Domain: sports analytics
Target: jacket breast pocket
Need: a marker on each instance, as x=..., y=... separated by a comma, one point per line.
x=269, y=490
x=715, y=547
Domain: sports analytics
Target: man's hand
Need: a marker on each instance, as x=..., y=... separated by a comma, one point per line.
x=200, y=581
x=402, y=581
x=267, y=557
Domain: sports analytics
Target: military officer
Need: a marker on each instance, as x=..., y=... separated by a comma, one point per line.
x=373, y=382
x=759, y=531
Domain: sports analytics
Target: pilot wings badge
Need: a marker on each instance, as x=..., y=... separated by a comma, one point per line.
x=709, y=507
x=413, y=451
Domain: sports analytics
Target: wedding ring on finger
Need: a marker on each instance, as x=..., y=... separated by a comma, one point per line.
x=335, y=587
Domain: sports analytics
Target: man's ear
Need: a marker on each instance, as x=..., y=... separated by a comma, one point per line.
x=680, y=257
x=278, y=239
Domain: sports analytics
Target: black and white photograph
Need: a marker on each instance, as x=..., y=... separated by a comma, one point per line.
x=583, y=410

_ _ _ _

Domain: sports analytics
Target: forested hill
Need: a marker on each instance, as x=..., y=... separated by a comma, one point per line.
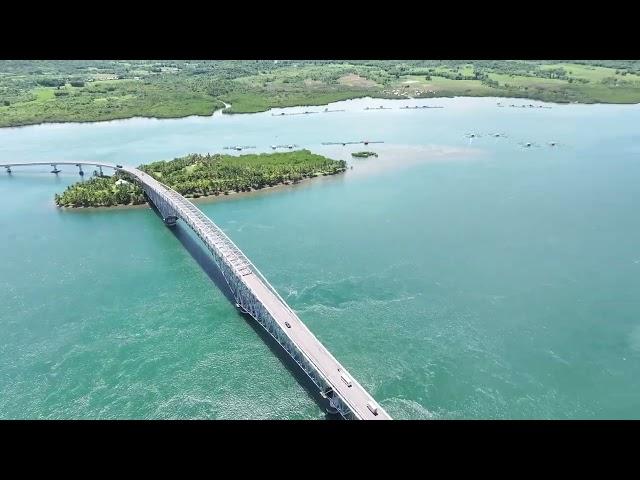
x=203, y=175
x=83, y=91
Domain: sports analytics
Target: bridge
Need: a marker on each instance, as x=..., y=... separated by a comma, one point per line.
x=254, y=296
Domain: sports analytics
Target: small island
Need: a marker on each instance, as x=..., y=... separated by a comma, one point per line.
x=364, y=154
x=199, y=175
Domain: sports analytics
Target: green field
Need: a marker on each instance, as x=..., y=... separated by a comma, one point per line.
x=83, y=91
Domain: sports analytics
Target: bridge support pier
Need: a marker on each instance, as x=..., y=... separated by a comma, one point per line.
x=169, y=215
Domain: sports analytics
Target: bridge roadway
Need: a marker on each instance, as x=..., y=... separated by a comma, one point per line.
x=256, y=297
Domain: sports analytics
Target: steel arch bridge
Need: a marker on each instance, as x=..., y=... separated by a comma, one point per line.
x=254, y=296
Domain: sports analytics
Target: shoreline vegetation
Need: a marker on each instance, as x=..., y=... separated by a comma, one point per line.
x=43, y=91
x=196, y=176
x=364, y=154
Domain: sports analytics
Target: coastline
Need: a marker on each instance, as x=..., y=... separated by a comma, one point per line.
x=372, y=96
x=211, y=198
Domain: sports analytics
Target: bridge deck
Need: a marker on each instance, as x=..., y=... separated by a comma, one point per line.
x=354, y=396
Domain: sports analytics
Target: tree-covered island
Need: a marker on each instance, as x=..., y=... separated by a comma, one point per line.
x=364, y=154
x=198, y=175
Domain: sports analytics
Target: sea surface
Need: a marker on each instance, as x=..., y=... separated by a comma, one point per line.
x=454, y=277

_ _ _ _

TRY IT
Wherever a line in the listing contains the word "island", copy that line out.

THE COMPLETED TASK
Target: small island
Target: tree-covered island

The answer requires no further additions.